Extract to read
Osteoarthritis is a very common problem among people in late middle age and the senior years. Many men and women start experiencing symptoms before then. Arthritis frequently affects the knees because people put so much demand on those particular joints. To continue being active and prevent the health problems associated with a sedentary lifestyle, arthritis patients may be able to reduce discomfort and increase stability by wearing knee sleeves and braces.

Statistics

About 15 percent of the global population suffers from some degree of osteoarthritis. That's more than 600 million individuals, making osteoarthritis one of the most prevalent physical disorders. It tends to develop from wear and tear on the joints over many years, although it can begin because of an acute injury.

Diagnosis

Diagnosis of this condition is straightforward. After hearing the patient's description of the symptoms, the doctor performs a physical exam and schedules X-rays. X-rays confirm the initial diagnosis of arthritis in the knees or other joints. The physician wants to rule out other conditions that are unlikely, but possible. Rheumatoid arthritis is an example. This disease usually begins in the fingers and hands, but it can appear elsewhere initially.

Conservative Measures


Doctors generally prefer to start treating knee pain with conservative measures instead of opting for surgery. Patients may benefit from a combination of strategies including physical therapy, regular exercise and losing weight if that should be done. Supplements of glucosamine chondroitin are of benefit to some individuals. Wearing a knee support device from a provider such as Mueller Sports Medicine can be part of this conservative strategy.

Limited Oral Pain Medication

It becomes easy to rely on pain medication, but even over-the-counter drugs can have side effects, especially when taken daily. Acetaminophen can be hard on the liver and ibuprofen can cause intestinal ulcers. Although physical therapy and regular exercise take time and definitely aren't as simple as popping a pill, these methods are far more effective in the long run at preventing or delaying the need for surgery.

Cortisone Injections

Patients may also decide to accept the doctor's suggestion to have cortisone injections on occasion. The pain relief from these shots is remarkable and patients tend to have immensely improved mobility for a while. However, the injections cannot be used too frequently because the corticosteroids then may have negative side effects. Doctors typically recommend this form of medicine when patients are experiencing a particularly bad episode of pain or when they would appreciate the better mobility for an upcoming trip.

To do
Retype the part of the knee osteoarthritis text that opens with the words containing "Osteoarthritis is a" and closes with "sleeves and braces.", keeping every word and mark unchanged.

Data segment
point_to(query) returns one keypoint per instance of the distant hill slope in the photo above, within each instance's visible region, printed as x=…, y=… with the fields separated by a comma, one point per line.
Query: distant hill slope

Response area
Osteoarthritis is a very common problem among people in late middle age and the senior years. Many men and women start experiencing symptoms before then. Arthritis frequently affects the knees because people put so much demand on those particular joints. To continue being active and prevent the health problems associated with a sedentary lifestyle, arthritis patients may be able to reduce discomfort and increase stability by wearing knee sleeves and braces.